━━━━━ READING TEXT

# Meet Bill Auberlen @ Crevier 1/15/04 6PM



## Matthew330Ci (Sep 9, 2002)

I got this in my email. I'm not going but thought maybe someone might like to go...

Come visit Crevier BMW and Crevier MINI on Thursday evening, January 15th to meet BILL AUBERLEN - BMW MOTORSPORTS CHAMPION TEAM DRIVER. We'll also have Crevier's own Mighty MINI, kept intact after a 25 hour endurance race - dirt, dings, and all - for you to see, and celebrate! 

Light refreshments will be served and valet parking will be available Crevier BMW's main lot. Please join us on Thursday, January 15th from 6:00 - 8:00 p.m. at Crevier BMW and MINI, 1500 Auto Mall Drive, Santa Ana, CA 92705.


----------



## Kaz (Dec 21, 2001)

I actually got this the other day as a physical mailer.


----------



## doeboy (Sep 20, 2002)

I got two emails regarding this... one from Crevier, and one from Judy Ray with Driving Concepts.


----------



## Matthew330Ci (Sep 9, 2002)

yup, just passing the word along. searched for reposts, didn't find any other posts regarding this.


----------



## scottn2retro (Mar 20, 2002)

I'm going to try to be there.


----------



## Akakubi (Dec 21, 2001)

Ahhhh  I am so far away. 

You guys have fun! 
:thumbup:


----------



## doeboy (Sep 20, 2002)

Did any other local 'Festers show up? AFAIK, only ScottN2Retro, myself, and Interlocker were there. (Interlocker doesn't count because he was one of the guests of honor  )

━━━━━━━━━━
━━━━━ RECORDED DATA

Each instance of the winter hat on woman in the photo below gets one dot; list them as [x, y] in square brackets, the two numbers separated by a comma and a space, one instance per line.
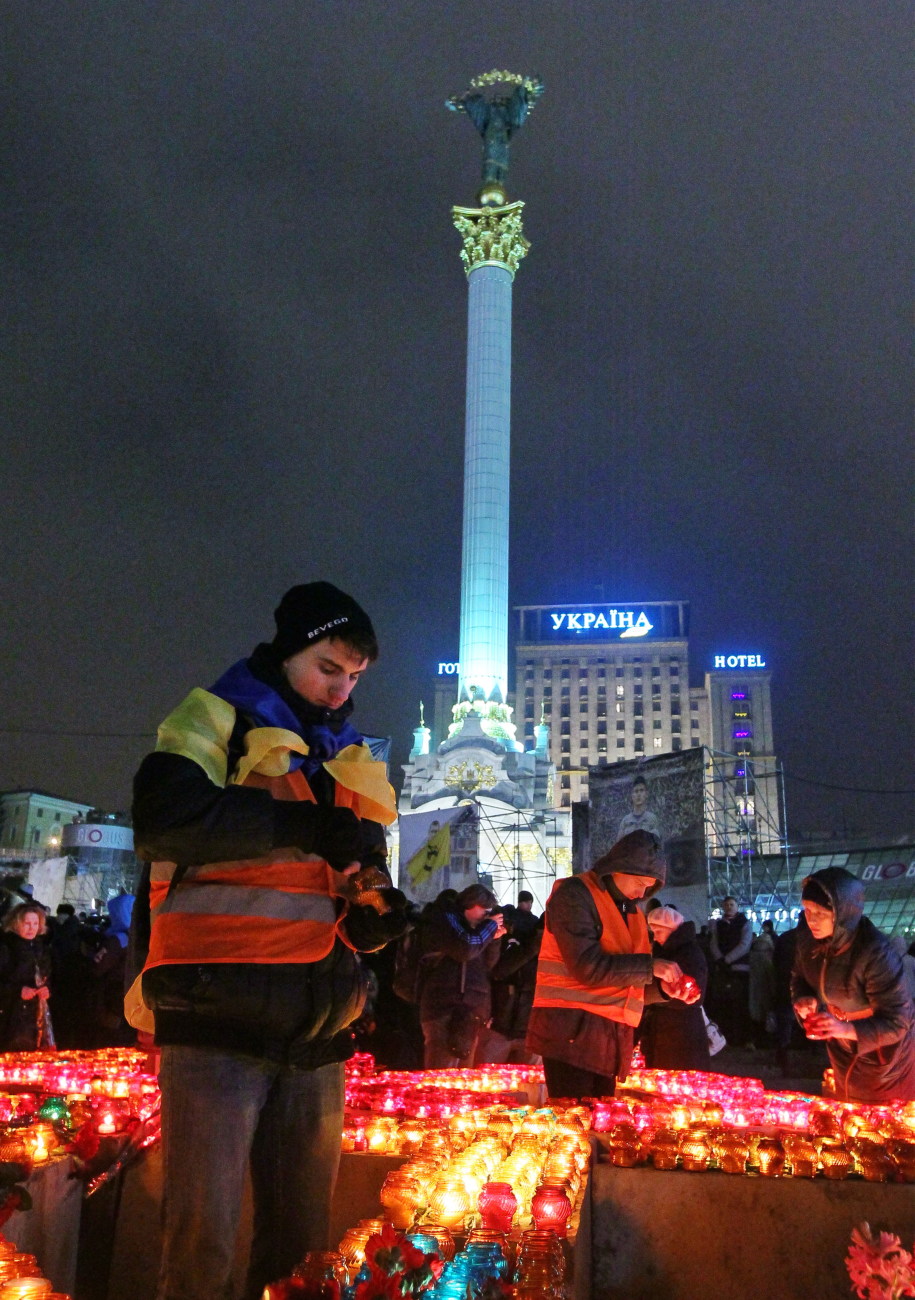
[316, 610]
[666, 918]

━━━━━━━━━━

* REQUEST A *
From the forum thread about meeting Bill Auberlen, print the part that opens with the words containing "## Kaz (Dec" and closes with "with Driving Concepts.".
* REQUEST B *
In the forum thread about meeting Bill Auberlen, what hours is the event on January 15th scheduled to run?
* REQUEST C *
Go on with the forum thread about meeting Bill Auberlen at Crevier, picking up after its final post.

* WRITTEN REPLY A *
## Kaz (Dec 21, 2001)

I actually got this the other day as a physical mailer.


----------



## doeboy (Sep 20, 2002)

I got two emails regarding this... one from Crevier, and one from Judy Ray with Driving Concepts.

* WRITTEN REPLY B *
From 6:00 to 8:00 p.m.

* WRITTEN REPLY C *
Anyhoo... it was a fun gathering... we got to hob-nob with many folks, several of the BMWCCA instructors we've come to know as track-junkies were also there... 

The party was to celebrate the drivers' victory at the recent 25 hour Endurance race held at Thunderhill Raceway. They had the MINI that was driven in front of the Crevier MINI dealership... war scars and all.

One of the drivers was Bill Auberlen's brother, Geoff. Bill Auberlen made his appearance as well and signed personalized autographs. 

Congratulations to the guests of honor! G. Auberlen, J. Lawson, D. Mecey, J. Ray, and D. Young! :clap:

We stuck around for about 4 hours... :yikes: and met so many people, including some staff at Crevier, and various members of the Auberlen family. It was good times chatting with the familiar faces we've gotten to know at the driving schools (instructors), and also with new people like Bill's brother Geoff, and several of the Crevier staff.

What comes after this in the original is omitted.